══ TRECHO DO DOCUMENTO

Nesse notebook decidi aprimorar o meu primeiro modelo, testei a implementação de TFIF e tunei o parâmetro de *n_estimators*, o qual implica na criação de mais árvores de decisão, assim tornando o algoritmo mais robusto.

In [1]:
import pandas as pd

from sklearn.model_selection import train_test_split
from sklearn.ensemble import RandomForestClassifier

In [2]:
features = pd.read_excel('raw_data_with_labels.xlsx')
features = features[features['y'].notnull()]
features.shape

(500, 5)

In [3]:
features['view_per_day'] = round(features['view_count'] / features['tempo_desde_pub'], 4)
features = features.drop(['tempo_desde_pub'], axis=1)
features.head()

════
══ INFORMAÇÕES EXIBIDAS

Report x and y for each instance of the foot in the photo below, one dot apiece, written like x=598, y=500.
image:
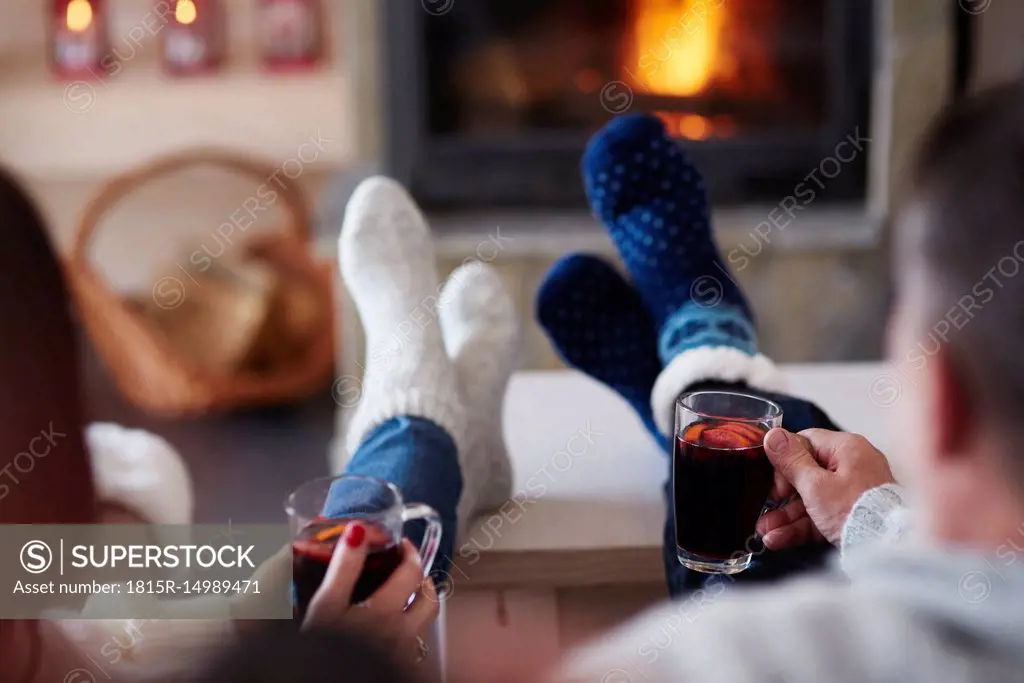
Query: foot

════

• **INSTRUÇÕES DE TRABALHO**
Traduza para o inglês a seguinte frase do trecho do documento: "Nesse notebook decidi aprimorar o meu primeiro modelo, testei a implementação de TFIF e tunei o parâmetro de *n_estimators*, o qual implica na criação de mais árvores de decisão, assim tornando o algoritmo mais robusto."

• **RESULTADO DO EXERCÍCIO**
In this notebook I decided to improve my first model, tested the implementation of TFIF, and tuned the *n_estimators* parameter, which involves creating more decision trees, thus making the algorithm more robust.